▸ **Data supplied**

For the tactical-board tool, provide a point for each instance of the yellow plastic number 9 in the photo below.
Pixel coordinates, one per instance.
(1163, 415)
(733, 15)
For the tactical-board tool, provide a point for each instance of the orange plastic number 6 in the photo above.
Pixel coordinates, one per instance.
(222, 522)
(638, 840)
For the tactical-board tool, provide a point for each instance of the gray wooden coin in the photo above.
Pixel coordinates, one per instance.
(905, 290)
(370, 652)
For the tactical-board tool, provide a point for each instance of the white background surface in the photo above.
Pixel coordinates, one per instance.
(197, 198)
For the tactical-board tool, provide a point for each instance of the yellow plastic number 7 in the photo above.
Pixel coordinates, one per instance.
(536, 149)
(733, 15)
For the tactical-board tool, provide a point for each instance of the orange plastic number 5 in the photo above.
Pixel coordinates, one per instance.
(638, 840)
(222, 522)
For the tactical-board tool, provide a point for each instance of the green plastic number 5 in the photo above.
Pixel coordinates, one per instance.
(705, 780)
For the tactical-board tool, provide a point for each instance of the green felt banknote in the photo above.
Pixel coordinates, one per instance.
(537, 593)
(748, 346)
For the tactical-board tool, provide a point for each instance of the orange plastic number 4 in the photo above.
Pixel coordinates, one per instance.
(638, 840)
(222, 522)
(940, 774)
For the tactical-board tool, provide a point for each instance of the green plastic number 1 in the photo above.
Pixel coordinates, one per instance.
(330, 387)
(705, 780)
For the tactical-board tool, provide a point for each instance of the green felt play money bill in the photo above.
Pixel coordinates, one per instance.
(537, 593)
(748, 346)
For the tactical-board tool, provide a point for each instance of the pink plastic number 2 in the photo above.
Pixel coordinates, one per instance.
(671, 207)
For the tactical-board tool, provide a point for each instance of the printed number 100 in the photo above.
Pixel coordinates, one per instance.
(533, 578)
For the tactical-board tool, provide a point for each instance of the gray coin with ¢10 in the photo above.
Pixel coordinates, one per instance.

▸ **Task goal**
Repeat only the lines running from the line that contains "bill in the photo above." through the last line above, inclusive.

▸ **Completed task**
For the tactical-board tool, provide a point for each instance of the green felt play money bill in the photo above.
Pixel coordinates, one per instance.
(537, 593)
(748, 346)
For the tactical-board tool, provide a point for each instance of the pink plastic number 2 in the photo above.
Pixel coordinates, one per instance.
(671, 207)
For the tactical-board tool, provide a point for each instance of the printed number 100 in the photo above.
Pixel coordinates, one per instance.
(533, 578)
For the tactical-board tool, provide a point for each instance of the gray coin with ¢10 in the photo above.
Pixel coordinates, one per instance.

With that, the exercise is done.